# [WRITTEN PROBLEM]
Copy the data below word for word, including every line of text, and leave out the pictures.
---------------
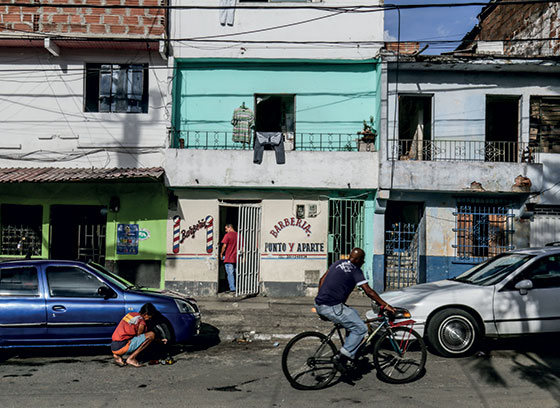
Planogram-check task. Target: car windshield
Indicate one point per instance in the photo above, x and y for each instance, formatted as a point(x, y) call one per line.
point(110, 276)
point(493, 270)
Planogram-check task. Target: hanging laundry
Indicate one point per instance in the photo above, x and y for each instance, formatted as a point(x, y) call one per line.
point(274, 139)
point(243, 122)
point(226, 14)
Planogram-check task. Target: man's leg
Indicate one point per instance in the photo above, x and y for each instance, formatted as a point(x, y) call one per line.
point(230, 271)
point(148, 338)
point(351, 321)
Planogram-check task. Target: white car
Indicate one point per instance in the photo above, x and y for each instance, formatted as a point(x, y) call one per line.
---------------
# [RESULT FOR THIS TASK]
Planogram-check task. Target: car windshield
Indicate one point per instance in the photo above, x and y for each instance, formatted as a point(x, y) call one per line.
point(110, 276)
point(493, 270)
Planogram-check task. Target: hanging laundry
Indicate one point per instance in the photo above, x and y for each instance, formatted as a point(x, y) call one per line.
point(274, 139)
point(243, 122)
point(226, 14)
Planogram-check task. Target: man's leg
Indicate one point per instance in the photo above, x and y for each instance, formatted as a point(x, y) call one per line.
point(230, 271)
point(148, 338)
point(351, 321)
Planogram-check task. Target: white car
Indicate one point per instance in the photo above, x and y for each instance, formatted as a point(x, y) call one per line.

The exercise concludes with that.